● **Passage shown**:
* * * * *

Addressing the public for the first time in a week, Prime Minister Naoto Kan vowed Friday evening to do everything in his power to prevent the crisis at the Fukushima nuclear plant from escalating.
“The current situation at the Fukushima No. 1 plant is unpredictable and we are trying to prevent it from deteriorating,” Kan told a news conference at the Prime Minister’s Official Residence. “I believe we need to continue dealing with each problem with a strong sense of urgency.”
Friday marked two weeks since the catastrophic earthquake and tsunami struck the Tohoku region, claiming the lives of more than 10,000 people and leaving over 17,000 unaccounted for. The disaster also sparked a nuclear crisis after tsunami wrecked four reactors at the Fukushima plant, causing people to increasingly fear the health effects from radiation leaking from the plant.
Kan has basically shunned the media during his handling of the crisis, and Chief Cabinet Secretary Yukio Edano has instead been giving daily briefings on the nuclear emergency and Tohoku disaster response.
During the news conference, Kan stressed the need to help Tohoku residents rebuild their lives, including in the areas of housing, medical treatment, education and jobs in the fishing and farming industries.

* * * * *

● **Collected material**:

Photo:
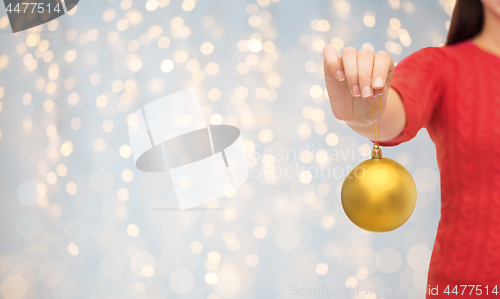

* * * * *

● **Problems to work on**:
• 1. Answer these about the passage on Kan's news conference:
(a) How long had it been since Kan last addressed the public?
(b) Who has been giving the daily briefings on the nuclear emergency?
(c) Where did Kan hold the news conference?
• 2. Repeat word for word the part of the passage on Kan's news conference starting with "Kan has basically" and going on through "Tohoku disaster response.".

● **Exercise responses**:
• 1.
(a) A week
(b) Chief Cabinet Secretary Yukio Edano
(c) The Prime Minister's Official Residence

• 2.
Kan has basically shunned the media during his handling of the crisis, and Chief Cabinet Secretary Yukio Edano has instead been giving daily briefings on the nuclear emergency and Tohoku disaster response.